Task directions ▸
Swap "white crown molding" for "black baseboard trim" and write out everything from the line containing "Guideline reminder: every white crown" down to the end of the material, leaving all else unchanged.

Excerpts from a detection dataset ▸
========================================
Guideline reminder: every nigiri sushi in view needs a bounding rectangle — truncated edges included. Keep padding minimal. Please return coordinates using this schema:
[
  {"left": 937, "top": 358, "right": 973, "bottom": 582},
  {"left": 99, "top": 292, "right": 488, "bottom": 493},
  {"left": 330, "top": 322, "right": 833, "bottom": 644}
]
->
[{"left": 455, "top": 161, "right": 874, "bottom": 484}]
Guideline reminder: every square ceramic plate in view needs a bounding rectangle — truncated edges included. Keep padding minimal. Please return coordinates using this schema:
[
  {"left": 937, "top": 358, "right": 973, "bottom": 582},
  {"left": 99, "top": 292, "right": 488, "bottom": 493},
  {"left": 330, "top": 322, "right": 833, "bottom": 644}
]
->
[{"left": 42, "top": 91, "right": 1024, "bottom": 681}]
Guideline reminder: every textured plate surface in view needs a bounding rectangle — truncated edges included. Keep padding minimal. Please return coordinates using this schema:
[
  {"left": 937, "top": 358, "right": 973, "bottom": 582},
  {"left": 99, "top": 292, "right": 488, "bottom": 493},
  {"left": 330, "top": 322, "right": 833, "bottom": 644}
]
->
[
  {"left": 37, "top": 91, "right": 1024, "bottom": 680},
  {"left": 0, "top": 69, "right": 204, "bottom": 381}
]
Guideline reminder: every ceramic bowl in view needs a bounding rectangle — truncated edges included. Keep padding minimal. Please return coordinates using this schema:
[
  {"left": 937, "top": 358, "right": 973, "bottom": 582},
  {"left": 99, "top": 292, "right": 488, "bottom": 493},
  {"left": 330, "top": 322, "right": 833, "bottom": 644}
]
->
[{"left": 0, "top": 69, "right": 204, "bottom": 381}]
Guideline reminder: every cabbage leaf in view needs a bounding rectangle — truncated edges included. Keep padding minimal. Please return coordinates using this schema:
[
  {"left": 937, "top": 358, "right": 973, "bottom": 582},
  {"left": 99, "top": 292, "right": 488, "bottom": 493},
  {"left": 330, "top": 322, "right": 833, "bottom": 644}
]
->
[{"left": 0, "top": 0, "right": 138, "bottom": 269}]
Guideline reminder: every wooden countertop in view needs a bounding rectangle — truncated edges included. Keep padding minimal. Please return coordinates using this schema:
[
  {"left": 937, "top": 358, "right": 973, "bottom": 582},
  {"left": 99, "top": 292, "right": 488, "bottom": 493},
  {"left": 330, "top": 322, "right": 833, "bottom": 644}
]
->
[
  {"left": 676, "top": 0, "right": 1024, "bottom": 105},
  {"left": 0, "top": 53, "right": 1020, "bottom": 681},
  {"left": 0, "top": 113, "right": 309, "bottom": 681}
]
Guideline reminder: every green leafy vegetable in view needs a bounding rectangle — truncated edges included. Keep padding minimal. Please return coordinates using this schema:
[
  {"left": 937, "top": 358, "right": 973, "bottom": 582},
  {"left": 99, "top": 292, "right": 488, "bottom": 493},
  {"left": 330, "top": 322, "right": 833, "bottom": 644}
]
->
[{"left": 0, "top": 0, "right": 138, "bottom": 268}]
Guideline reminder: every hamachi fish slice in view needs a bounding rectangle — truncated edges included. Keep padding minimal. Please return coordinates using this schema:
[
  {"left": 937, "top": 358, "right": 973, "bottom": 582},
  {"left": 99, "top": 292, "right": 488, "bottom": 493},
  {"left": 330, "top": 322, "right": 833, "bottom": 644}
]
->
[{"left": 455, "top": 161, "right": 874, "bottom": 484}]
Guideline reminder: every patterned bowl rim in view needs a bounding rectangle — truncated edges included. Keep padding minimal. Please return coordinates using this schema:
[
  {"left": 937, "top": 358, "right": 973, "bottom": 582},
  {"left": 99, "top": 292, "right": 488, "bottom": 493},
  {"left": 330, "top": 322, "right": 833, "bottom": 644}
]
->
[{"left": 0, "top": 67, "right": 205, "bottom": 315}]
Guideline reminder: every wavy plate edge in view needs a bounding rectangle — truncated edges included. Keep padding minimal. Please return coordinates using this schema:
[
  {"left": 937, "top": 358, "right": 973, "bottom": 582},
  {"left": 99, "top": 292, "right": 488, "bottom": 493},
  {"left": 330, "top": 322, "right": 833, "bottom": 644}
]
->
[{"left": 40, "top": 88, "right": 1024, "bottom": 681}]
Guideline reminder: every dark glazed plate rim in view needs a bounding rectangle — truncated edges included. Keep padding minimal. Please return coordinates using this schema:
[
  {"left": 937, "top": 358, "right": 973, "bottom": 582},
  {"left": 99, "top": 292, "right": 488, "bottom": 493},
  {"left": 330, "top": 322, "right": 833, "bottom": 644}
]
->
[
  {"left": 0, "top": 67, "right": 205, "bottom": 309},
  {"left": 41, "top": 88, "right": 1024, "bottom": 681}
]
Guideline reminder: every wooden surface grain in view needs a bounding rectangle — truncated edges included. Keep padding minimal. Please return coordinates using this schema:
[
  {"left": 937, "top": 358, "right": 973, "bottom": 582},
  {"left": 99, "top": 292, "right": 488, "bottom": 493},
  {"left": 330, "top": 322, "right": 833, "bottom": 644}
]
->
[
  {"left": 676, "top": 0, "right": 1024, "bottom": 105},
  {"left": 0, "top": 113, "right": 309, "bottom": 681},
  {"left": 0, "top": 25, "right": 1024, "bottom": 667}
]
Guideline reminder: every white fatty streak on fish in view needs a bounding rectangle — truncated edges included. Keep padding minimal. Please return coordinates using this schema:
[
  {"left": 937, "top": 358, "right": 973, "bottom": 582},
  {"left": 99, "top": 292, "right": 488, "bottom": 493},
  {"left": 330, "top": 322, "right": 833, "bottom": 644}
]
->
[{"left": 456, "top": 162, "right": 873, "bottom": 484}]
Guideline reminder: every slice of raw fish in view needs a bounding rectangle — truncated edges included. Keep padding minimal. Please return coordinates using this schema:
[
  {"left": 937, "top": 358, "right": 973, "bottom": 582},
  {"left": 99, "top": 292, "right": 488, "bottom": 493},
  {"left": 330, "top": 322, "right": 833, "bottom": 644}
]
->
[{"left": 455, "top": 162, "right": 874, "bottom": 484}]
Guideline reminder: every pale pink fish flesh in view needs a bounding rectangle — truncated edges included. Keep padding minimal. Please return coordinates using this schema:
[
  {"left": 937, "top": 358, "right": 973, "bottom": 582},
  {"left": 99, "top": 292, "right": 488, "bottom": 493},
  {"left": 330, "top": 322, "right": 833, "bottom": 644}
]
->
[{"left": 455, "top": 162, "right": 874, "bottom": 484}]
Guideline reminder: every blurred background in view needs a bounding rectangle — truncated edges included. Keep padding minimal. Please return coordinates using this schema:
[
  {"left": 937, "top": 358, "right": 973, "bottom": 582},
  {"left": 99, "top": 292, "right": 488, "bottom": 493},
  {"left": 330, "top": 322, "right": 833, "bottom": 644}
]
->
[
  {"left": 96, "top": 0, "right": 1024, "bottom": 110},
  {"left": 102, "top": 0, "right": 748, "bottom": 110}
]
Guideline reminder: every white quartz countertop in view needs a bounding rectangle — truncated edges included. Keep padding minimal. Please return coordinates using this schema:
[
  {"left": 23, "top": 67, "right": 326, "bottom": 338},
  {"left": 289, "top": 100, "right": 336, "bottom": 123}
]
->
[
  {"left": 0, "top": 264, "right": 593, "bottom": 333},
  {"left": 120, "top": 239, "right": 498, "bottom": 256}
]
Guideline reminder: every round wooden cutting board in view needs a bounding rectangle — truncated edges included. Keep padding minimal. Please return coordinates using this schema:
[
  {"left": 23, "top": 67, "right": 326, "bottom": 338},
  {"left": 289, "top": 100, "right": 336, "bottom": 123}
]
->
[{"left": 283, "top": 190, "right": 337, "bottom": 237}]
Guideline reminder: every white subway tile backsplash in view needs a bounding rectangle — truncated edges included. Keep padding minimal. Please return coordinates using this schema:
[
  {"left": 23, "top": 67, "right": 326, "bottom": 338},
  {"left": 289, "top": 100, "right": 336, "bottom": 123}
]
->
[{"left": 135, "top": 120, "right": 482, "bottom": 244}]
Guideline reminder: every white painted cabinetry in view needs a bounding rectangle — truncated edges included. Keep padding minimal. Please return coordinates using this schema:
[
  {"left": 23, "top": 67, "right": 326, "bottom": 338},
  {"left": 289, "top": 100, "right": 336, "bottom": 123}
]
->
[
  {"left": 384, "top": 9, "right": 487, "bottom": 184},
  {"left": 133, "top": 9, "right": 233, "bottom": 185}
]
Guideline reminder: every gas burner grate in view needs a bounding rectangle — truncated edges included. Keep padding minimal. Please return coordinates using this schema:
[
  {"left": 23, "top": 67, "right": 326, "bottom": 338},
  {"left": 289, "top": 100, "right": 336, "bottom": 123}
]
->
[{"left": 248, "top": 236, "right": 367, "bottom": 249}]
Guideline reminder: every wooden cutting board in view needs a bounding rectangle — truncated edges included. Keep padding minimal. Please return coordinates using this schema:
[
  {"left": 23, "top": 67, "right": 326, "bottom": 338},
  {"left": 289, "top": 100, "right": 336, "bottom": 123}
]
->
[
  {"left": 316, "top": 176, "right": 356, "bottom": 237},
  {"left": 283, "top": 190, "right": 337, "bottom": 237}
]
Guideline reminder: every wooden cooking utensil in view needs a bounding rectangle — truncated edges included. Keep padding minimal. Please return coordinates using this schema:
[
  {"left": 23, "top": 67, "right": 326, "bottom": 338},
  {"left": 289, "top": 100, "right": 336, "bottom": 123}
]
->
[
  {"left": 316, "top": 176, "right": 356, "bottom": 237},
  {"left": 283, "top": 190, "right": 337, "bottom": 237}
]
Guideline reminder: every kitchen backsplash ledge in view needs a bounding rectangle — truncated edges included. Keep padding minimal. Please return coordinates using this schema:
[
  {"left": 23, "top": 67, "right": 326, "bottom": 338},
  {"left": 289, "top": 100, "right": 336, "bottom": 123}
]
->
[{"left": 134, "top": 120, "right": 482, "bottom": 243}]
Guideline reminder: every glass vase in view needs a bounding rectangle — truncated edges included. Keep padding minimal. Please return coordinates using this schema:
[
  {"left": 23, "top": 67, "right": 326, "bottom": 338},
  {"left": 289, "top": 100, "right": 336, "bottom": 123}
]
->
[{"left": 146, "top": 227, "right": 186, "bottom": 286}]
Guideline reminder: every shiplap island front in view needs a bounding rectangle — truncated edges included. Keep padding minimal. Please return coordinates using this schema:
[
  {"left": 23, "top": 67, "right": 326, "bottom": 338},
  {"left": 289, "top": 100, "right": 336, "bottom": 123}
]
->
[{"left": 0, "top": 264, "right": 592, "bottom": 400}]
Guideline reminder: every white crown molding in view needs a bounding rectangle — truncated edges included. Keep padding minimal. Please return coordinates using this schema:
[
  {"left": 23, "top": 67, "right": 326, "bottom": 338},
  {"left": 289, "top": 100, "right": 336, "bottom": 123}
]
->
========================================
Problem solution ▸
Guideline reminder: every black baseboard trim in view needs a bounding rectangle — truncated edges included. Keep padding minimal. Please return coordinates using this schema:
[
  {"left": 23, "top": 67, "right": 326, "bottom": 338},
  {"left": 289, "top": 100, "right": 336, "bottom": 123}
]
->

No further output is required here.